▸ TASK REQUIREMENTS: Convert each line of the data below into a string in a JSON list, one string per line, and omit any blank lines.

--- START TASK DATA ---

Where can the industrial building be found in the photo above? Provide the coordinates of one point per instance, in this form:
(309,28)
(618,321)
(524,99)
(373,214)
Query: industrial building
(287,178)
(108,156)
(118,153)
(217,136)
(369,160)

--- END TASK DATA ---

▸ EXPECTED ANSWER:
[
  "Where can the industrial building be found in the photo above? Provide the coordinates of one point per instance, in this form:",
  "(309,28)",
  "(618,321)",
  "(524,99)",
  "(373,214)",
  "Query: industrial building",
  "(287,178)",
  "(108,156)",
  "(118,153)",
  "(217,136)",
  "(369,160)"
]